**Required work**
From the entries below, copy out all lines holding "daisy".

**Information shown**
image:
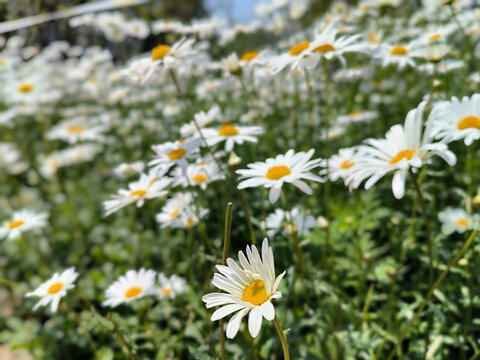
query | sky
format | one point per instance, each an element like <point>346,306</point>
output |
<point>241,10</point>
--
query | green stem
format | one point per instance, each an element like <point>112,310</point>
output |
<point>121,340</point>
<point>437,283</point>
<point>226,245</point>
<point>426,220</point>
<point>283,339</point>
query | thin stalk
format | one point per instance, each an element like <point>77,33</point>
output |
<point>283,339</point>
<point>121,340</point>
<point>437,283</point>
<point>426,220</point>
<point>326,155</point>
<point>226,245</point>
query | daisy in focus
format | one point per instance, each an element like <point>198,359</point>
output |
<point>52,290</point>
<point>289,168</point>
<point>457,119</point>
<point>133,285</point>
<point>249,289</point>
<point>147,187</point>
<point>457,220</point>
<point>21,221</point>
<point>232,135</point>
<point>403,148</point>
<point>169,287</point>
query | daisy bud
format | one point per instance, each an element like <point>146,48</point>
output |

**Response below**
query | daisy in focus
query | daisy bud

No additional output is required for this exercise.